>> START

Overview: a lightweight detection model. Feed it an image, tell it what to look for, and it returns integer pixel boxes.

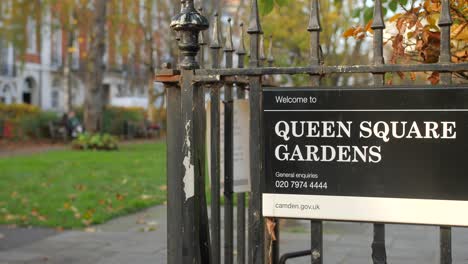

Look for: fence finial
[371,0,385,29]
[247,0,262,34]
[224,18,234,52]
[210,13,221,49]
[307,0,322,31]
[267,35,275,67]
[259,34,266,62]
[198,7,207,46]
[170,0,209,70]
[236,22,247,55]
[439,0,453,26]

>> END

Rewrite all of the data above, replacing "fence finial" with "gate finial" and leaving everything else unchanged. Omit the pictures from your version.

Overview: a lightweight detection model. Feed it an image, tell it what to look for, and it returns integer pixel boxes.


Look for: gate finial
[371,0,385,29]
[247,0,262,34]
[224,18,234,52]
[210,13,221,49]
[307,0,322,31]
[267,35,275,67]
[259,34,266,62]
[198,7,207,46]
[170,0,209,70]
[236,22,247,55]
[439,0,453,26]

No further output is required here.